→ **Written request**
Reproduce every one of the records below verbatim, line for line.

★ ★ ★ ★

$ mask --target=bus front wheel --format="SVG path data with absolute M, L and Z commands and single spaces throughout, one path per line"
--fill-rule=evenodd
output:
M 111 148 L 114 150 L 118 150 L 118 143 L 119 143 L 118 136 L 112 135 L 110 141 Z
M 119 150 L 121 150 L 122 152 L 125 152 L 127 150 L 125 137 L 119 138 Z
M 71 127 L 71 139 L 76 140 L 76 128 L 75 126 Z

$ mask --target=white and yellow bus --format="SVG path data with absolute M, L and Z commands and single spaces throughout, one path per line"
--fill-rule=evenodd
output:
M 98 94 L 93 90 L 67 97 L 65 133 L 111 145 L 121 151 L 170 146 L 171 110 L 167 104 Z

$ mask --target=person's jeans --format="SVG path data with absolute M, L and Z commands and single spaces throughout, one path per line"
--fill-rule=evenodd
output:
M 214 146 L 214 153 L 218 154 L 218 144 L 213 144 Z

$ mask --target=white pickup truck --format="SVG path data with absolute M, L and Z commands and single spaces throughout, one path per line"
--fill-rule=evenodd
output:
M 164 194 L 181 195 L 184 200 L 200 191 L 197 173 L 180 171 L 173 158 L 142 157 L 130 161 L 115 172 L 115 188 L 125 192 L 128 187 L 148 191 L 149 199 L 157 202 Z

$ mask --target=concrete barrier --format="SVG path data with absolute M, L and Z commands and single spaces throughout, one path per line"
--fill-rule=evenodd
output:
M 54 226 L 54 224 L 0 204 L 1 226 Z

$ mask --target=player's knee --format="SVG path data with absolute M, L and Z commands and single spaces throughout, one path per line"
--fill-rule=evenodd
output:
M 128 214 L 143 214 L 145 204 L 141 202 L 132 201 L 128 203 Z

★ ★ ★ ★

→ **Solution for this task**
$ mask --target=bus front wheel --format="SVG path data with absolute M, L and Z commands and single spaces throughout, one path per line"
--fill-rule=evenodd
output:
M 111 148 L 114 150 L 118 150 L 118 143 L 119 143 L 118 136 L 112 135 L 110 141 Z
M 119 150 L 121 150 L 122 152 L 125 152 L 127 150 L 125 137 L 119 138 Z
M 71 127 L 71 139 L 76 140 L 76 128 L 75 126 Z

$ mask --target=white and yellow bus --format="SVG path data with absolute M, L and Z commands and single spaces throughout, one path per line"
--fill-rule=evenodd
output:
M 98 94 L 93 90 L 67 97 L 65 133 L 111 145 L 121 151 L 170 146 L 171 110 L 167 104 Z

$ mask --target=person's jeans --format="SVG path data with absolute M, L and Z commands and single spaces throughout, one path per line"
--fill-rule=evenodd
output:
M 214 146 L 214 153 L 218 154 L 218 144 L 213 144 Z

$ mask --target=white pickup truck --format="SVG path data with absolute M, L and Z commands and single spaces throughout, one path per line"
--fill-rule=evenodd
output:
M 164 194 L 181 195 L 184 200 L 200 191 L 197 173 L 180 171 L 173 158 L 142 157 L 130 161 L 115 172 L 115 188 L 125 192 L 128 187 L 148 191 L 149 199 L 157 202 Z

$ mask --target=concrete barrier --format="SVG path data with absolute M, L and Z commands and single spaces throughout, one path per line"
--fill-rule=evenodd
output:
M 54 226 L 54 224 L 0 204 L 1 226 Z

$ mask --target=player's knee --format="SVG path data with absolute M, L and Z commands and single spaces throughout, one path per line"
--fill-rule=evenodd
output:
M 128 214 L 143 214 L 145 204 L 141 202 L 132 201 L 128 203 Z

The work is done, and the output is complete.